◆ Stated task ◆
In the entries below, find the line containing "Task: pick out the white delivery van.". Copy it and all lines after it, exactly, through the end.

◆ Supplied entries ◆
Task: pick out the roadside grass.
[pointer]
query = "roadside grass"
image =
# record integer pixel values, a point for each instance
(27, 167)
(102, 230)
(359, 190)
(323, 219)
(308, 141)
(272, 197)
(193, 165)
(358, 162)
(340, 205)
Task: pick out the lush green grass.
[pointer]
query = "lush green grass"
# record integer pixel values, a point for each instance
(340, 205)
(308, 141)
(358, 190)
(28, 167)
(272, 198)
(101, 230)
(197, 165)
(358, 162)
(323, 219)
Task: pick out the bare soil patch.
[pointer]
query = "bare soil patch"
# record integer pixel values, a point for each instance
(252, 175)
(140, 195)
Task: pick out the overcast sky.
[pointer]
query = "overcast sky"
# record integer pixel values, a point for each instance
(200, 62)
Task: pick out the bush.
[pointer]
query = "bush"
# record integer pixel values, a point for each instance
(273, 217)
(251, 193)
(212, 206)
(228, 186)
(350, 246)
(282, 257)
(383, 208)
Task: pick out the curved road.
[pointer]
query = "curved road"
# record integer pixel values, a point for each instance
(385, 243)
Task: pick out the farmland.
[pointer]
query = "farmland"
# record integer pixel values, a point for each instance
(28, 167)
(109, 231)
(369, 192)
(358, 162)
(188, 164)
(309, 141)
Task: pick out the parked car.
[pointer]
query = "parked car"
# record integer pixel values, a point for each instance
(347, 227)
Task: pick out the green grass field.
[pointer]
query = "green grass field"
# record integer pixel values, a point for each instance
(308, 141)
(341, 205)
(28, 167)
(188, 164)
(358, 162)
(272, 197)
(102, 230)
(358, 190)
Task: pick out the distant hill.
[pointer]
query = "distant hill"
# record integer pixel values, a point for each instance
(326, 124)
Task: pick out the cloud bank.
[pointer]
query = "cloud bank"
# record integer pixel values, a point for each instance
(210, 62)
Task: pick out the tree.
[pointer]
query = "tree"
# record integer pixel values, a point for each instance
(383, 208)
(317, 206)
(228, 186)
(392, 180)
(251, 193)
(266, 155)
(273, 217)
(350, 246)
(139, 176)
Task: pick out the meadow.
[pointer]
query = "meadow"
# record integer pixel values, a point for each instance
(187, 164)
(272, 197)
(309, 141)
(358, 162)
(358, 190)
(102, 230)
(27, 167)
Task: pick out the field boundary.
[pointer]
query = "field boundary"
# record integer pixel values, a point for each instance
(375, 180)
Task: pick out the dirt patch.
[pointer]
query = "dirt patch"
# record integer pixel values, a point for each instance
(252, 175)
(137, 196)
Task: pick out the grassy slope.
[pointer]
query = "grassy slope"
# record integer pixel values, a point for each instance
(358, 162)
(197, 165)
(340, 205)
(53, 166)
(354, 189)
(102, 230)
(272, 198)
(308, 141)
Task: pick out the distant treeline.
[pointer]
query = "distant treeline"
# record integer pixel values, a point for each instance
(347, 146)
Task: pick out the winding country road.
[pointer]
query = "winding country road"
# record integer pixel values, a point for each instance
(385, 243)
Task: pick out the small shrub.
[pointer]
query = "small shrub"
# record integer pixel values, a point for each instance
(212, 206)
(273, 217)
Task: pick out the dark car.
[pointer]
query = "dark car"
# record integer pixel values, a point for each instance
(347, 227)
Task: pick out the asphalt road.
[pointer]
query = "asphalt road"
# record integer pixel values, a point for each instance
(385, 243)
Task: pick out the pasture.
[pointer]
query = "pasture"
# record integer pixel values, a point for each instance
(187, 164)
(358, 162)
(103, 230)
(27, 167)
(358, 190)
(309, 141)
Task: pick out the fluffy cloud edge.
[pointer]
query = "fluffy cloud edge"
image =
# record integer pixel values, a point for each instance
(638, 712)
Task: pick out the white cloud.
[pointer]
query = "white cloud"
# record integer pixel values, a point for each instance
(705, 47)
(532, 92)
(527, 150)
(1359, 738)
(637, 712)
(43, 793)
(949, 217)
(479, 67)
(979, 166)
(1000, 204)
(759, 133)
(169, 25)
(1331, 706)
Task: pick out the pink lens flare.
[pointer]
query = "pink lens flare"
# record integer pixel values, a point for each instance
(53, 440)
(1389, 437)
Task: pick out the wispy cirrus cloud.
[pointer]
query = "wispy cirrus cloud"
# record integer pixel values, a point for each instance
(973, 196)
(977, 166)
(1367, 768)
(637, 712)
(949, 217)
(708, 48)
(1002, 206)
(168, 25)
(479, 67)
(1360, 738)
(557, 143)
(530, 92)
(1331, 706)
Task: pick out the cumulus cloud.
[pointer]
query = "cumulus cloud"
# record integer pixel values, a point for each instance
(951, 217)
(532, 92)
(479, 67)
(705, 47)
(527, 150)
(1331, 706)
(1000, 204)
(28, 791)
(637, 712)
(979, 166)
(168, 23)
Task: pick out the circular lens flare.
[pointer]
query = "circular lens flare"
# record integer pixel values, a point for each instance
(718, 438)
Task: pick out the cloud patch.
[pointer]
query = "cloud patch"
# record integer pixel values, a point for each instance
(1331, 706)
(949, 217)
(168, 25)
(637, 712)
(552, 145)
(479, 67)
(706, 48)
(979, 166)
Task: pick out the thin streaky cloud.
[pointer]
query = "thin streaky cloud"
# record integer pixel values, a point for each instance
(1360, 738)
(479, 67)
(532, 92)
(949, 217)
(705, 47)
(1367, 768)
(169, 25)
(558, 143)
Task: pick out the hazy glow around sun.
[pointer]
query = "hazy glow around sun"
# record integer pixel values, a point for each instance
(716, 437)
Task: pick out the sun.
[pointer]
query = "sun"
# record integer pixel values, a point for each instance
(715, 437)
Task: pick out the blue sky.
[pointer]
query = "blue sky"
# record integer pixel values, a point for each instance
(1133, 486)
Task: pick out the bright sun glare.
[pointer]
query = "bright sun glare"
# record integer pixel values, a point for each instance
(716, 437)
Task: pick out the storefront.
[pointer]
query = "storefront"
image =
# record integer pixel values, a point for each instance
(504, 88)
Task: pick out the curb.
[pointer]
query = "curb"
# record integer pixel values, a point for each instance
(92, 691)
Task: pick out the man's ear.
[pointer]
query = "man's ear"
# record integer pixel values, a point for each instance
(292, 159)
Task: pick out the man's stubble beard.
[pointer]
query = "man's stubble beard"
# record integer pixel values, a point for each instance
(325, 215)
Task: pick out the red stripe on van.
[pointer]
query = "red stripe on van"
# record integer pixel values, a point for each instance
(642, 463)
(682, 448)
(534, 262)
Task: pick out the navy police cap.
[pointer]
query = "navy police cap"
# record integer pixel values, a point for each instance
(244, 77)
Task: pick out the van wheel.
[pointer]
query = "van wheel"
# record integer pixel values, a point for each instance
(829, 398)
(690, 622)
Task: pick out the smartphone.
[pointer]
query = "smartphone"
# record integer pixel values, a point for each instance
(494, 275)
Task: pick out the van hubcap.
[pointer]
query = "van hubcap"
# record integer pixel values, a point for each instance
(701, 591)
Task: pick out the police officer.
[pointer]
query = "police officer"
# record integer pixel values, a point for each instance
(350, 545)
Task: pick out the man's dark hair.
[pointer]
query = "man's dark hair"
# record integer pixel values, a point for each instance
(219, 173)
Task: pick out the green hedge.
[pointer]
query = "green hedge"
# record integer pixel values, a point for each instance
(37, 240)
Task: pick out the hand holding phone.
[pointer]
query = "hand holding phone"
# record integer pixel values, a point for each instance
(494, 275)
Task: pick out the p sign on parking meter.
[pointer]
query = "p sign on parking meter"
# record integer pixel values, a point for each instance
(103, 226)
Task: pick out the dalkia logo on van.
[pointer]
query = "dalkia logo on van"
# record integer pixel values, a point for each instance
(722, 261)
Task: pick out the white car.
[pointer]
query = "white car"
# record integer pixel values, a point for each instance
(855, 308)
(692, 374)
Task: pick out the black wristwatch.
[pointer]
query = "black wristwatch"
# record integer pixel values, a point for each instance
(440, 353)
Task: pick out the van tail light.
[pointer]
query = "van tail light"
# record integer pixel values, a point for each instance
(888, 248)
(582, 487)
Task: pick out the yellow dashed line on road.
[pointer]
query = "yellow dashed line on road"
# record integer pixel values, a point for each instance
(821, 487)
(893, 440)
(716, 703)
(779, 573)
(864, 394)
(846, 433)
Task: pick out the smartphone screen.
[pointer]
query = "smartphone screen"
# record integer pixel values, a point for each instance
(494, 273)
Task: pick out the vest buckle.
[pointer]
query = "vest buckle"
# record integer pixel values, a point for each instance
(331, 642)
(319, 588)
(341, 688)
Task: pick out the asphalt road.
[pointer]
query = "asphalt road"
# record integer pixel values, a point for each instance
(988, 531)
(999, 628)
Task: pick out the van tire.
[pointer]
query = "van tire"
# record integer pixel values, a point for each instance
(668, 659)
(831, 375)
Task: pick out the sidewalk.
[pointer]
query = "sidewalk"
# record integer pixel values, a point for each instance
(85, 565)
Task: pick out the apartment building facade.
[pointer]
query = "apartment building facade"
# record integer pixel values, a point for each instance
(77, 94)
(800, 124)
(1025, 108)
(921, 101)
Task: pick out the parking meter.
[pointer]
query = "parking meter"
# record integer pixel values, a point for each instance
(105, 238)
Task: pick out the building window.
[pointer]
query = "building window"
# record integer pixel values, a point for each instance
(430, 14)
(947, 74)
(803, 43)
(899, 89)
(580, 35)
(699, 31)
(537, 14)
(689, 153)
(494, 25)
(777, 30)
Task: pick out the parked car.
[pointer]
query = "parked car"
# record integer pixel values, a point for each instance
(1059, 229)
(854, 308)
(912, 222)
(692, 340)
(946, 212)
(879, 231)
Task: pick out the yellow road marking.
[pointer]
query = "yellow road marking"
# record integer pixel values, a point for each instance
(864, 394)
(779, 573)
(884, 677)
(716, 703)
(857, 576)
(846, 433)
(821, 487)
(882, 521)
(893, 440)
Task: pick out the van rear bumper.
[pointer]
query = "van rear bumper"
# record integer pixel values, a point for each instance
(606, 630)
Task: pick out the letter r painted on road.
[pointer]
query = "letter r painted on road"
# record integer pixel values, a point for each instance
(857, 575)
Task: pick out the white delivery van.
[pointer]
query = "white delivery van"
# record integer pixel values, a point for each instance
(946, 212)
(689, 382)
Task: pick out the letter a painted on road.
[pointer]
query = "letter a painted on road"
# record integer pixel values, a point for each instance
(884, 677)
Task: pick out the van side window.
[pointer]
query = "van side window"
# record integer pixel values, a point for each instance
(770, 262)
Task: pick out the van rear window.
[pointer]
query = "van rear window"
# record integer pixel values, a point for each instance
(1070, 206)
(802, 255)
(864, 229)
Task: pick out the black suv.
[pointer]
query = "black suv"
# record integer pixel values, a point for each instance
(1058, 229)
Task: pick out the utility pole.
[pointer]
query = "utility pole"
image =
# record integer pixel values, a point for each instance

◆ Task output ◆
Task: pick out the white delivery van.
[pointer]
query = "white delivery van"
# record integer pixel values, a point for each instance
(946, 212)
(689, 382)
Task: pick out the letter a painted on road.
[pointer]
query = "letter a painted on road"
# record integer pixel values, a point for each instance
(884, 677)
Task: pick out the van side window.
[pointer]
query = "van side window"
# record integer pixel values, a point for each instance
(770, 262)
Task: pick out the van rear window.
[pointer]
query = "van rear window"
# record integer pixel values, a point for each instance
(1070, 206)
(802, 255)
(864, 229)
Task: pick out the black suv.
[pointer]
query = "black suv"
# record integer pixel values, a point for each instance
(1058, 229)
Task: pick out the utility pole.
[pointer]
query = "utility pole"
image =
# record integer pixel values, a point for each instance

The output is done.